Once you have done that you can apply reverse scaling to this dataframe to inspect the feature ranges in the original feature space.

**2.3** Plot the decision areas of the decision tree, the factual instance and the box of the counterfactuals. You can use the code provided below. (Note: use the scaled data)

In [None]:
# -------------
# choose factual instance
# -------------
idx = 54
print('The actual label of sample {0} is {1}.'.format(idx, y_test.iloc[idx,-1]))
print('The predicted label of sample {0} is {1}.'.format(idx, y_pred.loc[idx]))
# define the factual instance
u = pd.DataFrame(np.array(X_test.loc[idx,:]).reshape(1,-1), columns=X_test.columns)
u

In [None]:
## ****************************************************************************
##                           adjust code here for Q 2.1
## ****************************************************************************

# import robust CE package
import rce

# assign all parameters
...

# run model
...


## ****************************************************************************
##                           adjust code here for Q 2.2
## ****************************************************************************

# create dataframe with lower and upper bounds of the box

...

bounds = ...

In [None]:
## ****************************************************************************
##                           code for Q 2.1 (ideally no need to adjust)
## ****************************************************************************

# -------------
# visualise results
# -------------

import matplotlib.pyplot as plt
from mlxtend.plotting import plot_decision_regions
from matplotlib.patches import Rectangle

# features to plot
features_to_plot = {'x':'duration','y':'credit_amount'}

# details for plotting datapoints
scatter_kwargs = {'s': 80, 'edgecolor': None, 'alpha': 0.6}
contourf_kwargs = {'alpha': 0.2}
scatter_highlight_kwargs = {'s': 120, 'label': 'factual instance', 'alpha': 1.0, 'c':'yellow', 'edgecolor':'darkgrey'}

# Create figure and axes
fig, ax = plt.subplots(1,figsize=(10, 10))

# plot decision areas
plot_decision_regions(np.array(X_test), np.array(y_test).squeeze(), 
                      clf=clf, 
                      legend=2, # top left 
                      X_highlight=np.array(u), # factual instance
                      zoom_factor=1, # level of detail
                      scatter_kwargs=scatter_kwargs, # size, color, etc. of datapoints
                      contourf_kwargs=contourf_kwargs,
                      scatter_highlight_kwargs=scatter_highlight_kwargs) # size, color, etc. of factual instance

# adding robust CE box
ax.add_patch(Rectangle((bounds.loc['lower_bound'][features_to_plot['x']], 
                        bounds.loc['lower_bound'][features_to_plot['y']]), 
                       rho*2, rho*2,
                       color='green',
                       edgecolor = 'black',
                       fill=True,
                       lw=0.5,
                       alpha=0.6))

§ DATASET ROWS:
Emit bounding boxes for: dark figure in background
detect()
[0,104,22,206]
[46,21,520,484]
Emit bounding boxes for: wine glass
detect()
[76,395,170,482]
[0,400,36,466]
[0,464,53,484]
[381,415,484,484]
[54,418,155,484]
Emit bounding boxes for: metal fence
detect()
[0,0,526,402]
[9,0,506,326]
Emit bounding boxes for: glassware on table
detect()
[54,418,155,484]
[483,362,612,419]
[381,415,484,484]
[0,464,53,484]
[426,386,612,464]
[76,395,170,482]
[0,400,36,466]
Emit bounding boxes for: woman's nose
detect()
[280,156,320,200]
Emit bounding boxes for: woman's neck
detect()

§ WRITTEN PROBLEM 1: Translate this sentence from the notebook excerpt into Spanish: "Once you have done that you can apply reverse scaling to this dataframe to inspect the feature ranges in the original feature space."
§ WRITTEN PROBLEM 2:
Answer these questions from the notebook excerpt:
(a) Which sample index is chosen as the factual instance?
(b) Which feature goes on the x axis and which on the y axis of the plot?
(c) What color is the robust CE box drawn in?

§ FULL RESPONSE 1: Una vez que lo hayas hecho, puedes aplicar el escalado inverso a este dataframe para inspeccionar los rangos de las características en el espacio de características original.

§ FULL RESPONSE 2:
(a) 54
(b) duration on the x axis, credit_amount on the y axis
(c) green